Maestro: YAML flows for mobile UI testing that actually tolerate flakiness

Maestro is a cross-platform E2E testing framework for Android, iOS, and web apps. You write flows in YAML, run them against a real emulator or simulator, and the engine handles element waiting, retries, and flakiness tolerance without you wiring any of it up.

Why I starred it

Mobile E2E testing has a reputation for being the slowest, most painful part of a CI pipeline. Appium is verbose and setup-heavy. Espresso and XCTest are platform-locked. Most teams end up with either a minimal test suite or tests that work 70% of the time and get ignored when they go red.

Maestro's bet is that the YAML layer should be high enough that you never touch selectors, and the runtime should retry aggressively enough that transient animation delays don't matter. That's a strong claim. I wanted to see whether the code actually delivers it.

How it works

The architecture is a clean pipeline: YAML file → command list → orchestrator → platform driver.

Parsing. YamlCommandReader in maestro-orchestra/src/main/java/maestro/orchestra/yaml/YamlCommandReader.kt reads a flow file and delegates immediately to MaestroFlowParser. That parser uses Jackson with a custom deserializer (YamlFluentCommand) that maps YAML keys to typed command objects — one Kotlin data class per command. The deserializer handles both the string shorthand (- launchApp) and the object form (- tapOn: { text: "Save" }). That mapping is defined in MaestroFlowParser.kt in a stringCommands map that converts bare strings directly to YamlFluentCommand instances, keeping the YAML surface clean while the internal model stays typed.

┄┄┄┄┄┄┄┄┄┄

- _REQUIRED TASK 1_
Please summarize the Maestro article in two sentences.
- _REQUIRED TASK 2_
In the Maestro article, which library does MaestroFlowParser use to turn YAML into command objects?

(Point annotation records)

┄┄┄┄┄┄┄┄┄┄

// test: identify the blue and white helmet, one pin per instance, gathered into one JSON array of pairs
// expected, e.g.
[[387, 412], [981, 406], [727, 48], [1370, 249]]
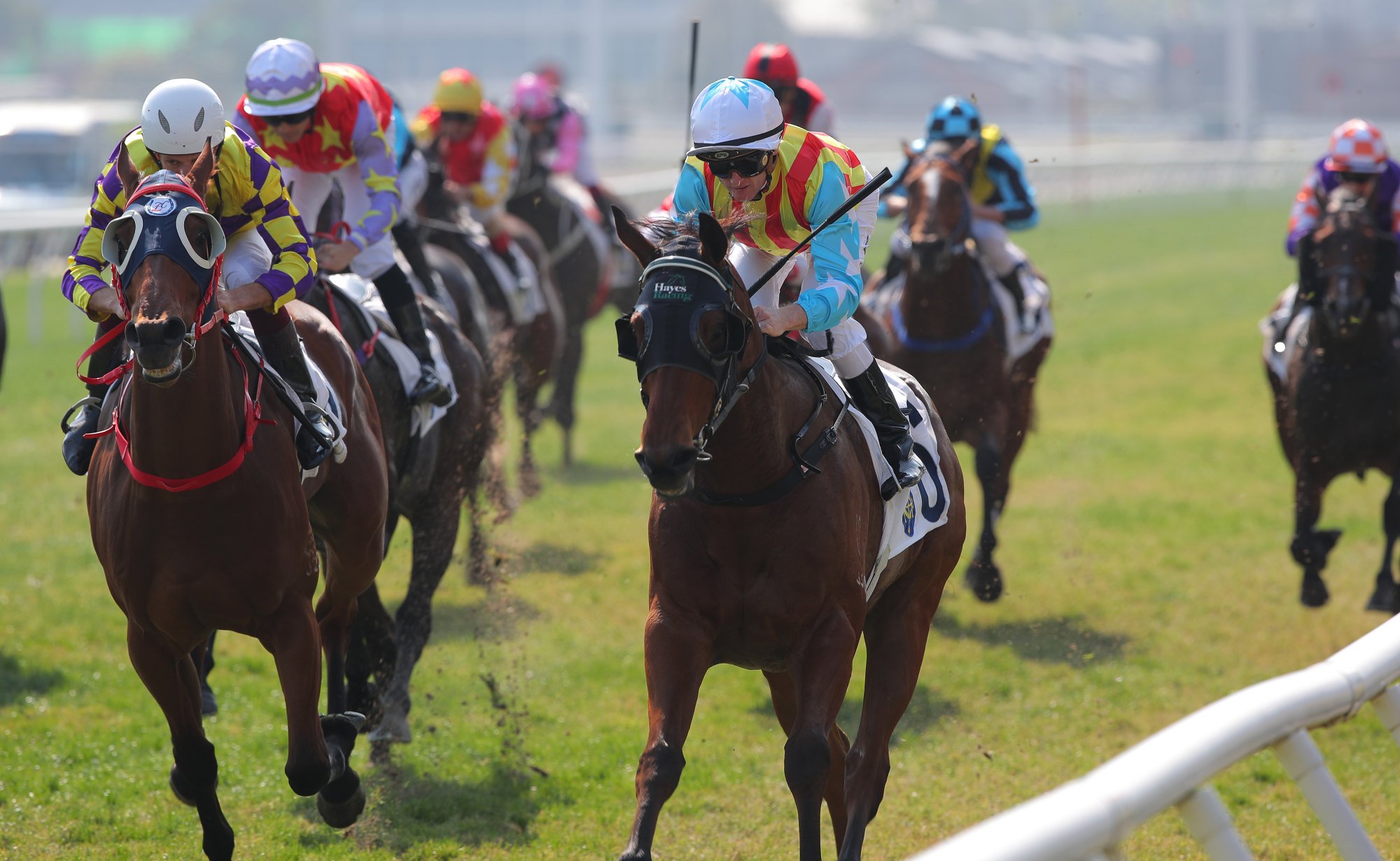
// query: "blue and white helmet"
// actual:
[[736, 115], [954, 118]]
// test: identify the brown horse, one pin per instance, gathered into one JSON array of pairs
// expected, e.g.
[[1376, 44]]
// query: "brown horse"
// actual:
[[1339, 407], [430, 477], [760, 561], [530, 354], [579, 271], [948, 332], [236, 550]]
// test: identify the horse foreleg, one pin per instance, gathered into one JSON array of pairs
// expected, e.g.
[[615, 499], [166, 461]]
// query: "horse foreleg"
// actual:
[[433, 540], [821, 674], [174, 684], [1387, 598], [785, 705], [983, 576], [1310, 545], [677, 659], [897, 631]]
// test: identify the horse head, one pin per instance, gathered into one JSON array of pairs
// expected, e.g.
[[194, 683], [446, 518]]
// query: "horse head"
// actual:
[[940, 209], [690, 332], [1346, 265], [166, 248]]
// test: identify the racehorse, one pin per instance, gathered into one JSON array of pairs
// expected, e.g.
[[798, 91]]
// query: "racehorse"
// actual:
[[429, 477], [527, 354], [758, 561], [579, 270], [948, 331], [1339, 407], [200, 513]]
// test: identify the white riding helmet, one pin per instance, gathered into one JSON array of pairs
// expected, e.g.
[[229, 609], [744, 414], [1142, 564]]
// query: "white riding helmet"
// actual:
[[180, 115], [736, 114], [282, 78]]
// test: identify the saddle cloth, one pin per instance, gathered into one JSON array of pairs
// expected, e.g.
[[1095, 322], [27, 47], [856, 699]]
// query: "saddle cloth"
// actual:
[[915, 513], [370, 307], [1018, 342], [327, 398]]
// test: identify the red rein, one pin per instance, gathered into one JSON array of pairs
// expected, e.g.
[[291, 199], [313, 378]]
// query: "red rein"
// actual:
[[253, 401]]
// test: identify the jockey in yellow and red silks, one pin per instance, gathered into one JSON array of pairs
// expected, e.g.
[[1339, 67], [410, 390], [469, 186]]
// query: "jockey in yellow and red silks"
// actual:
[[334, 124], [267, 262], [748, 160]]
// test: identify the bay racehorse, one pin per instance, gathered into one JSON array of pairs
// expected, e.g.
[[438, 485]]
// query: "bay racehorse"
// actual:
[[1338, 408], [430, 477], [200, 512], [526, 354], [758, 561], [580, 270], [948, 332]]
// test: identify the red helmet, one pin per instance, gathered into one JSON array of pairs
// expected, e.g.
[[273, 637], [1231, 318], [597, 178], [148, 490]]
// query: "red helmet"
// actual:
[[772, 64]]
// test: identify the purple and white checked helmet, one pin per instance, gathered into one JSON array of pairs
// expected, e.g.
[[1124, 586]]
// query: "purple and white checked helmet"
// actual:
[[282, 78]]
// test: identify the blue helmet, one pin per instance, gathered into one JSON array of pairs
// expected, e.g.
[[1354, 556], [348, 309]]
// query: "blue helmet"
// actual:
[[954, 118]]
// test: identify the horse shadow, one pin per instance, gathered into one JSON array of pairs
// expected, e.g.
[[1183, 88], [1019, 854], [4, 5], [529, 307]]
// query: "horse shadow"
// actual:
[[498, 618], [18, 682], [414, 807], [1059, 640]]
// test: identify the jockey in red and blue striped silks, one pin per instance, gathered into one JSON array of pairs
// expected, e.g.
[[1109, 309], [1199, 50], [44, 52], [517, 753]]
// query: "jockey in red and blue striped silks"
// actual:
[[246, 194]]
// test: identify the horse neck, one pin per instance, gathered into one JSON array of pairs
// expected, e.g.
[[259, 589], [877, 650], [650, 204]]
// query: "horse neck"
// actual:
[[752, 447], [192, 426]]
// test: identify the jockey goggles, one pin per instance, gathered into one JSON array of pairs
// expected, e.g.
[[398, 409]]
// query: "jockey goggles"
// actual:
[[289, 120], [746, 163]]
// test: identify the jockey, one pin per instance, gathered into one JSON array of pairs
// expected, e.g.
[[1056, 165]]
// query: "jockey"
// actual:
[[267, 264], [747, 160], [1002, 198], [478, 152], [1357, 158], [804, 104], [334, 122]]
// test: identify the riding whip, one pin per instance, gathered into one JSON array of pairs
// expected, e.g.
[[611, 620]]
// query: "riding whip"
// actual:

┄┄┄┄┄┄┄┄┄┄

- _EXERCISE ANSWER 1_
Maestro is a cross-platform end-to-end testing framework for Android, iOS, and web apps in which flows are written in YAML and the engine handles element waiting, retries, and flakiness tolerance. Its architecture runs as a pipeline from YAML file to command list to orchestrator to platform driver, and its parser uses Jackson with a custom deserializer to map YAML keys to typed command objects.

- _EXERCISE ANSWER 2_
It uses Jackson, with a custom deserializer named YamlFluentCommand.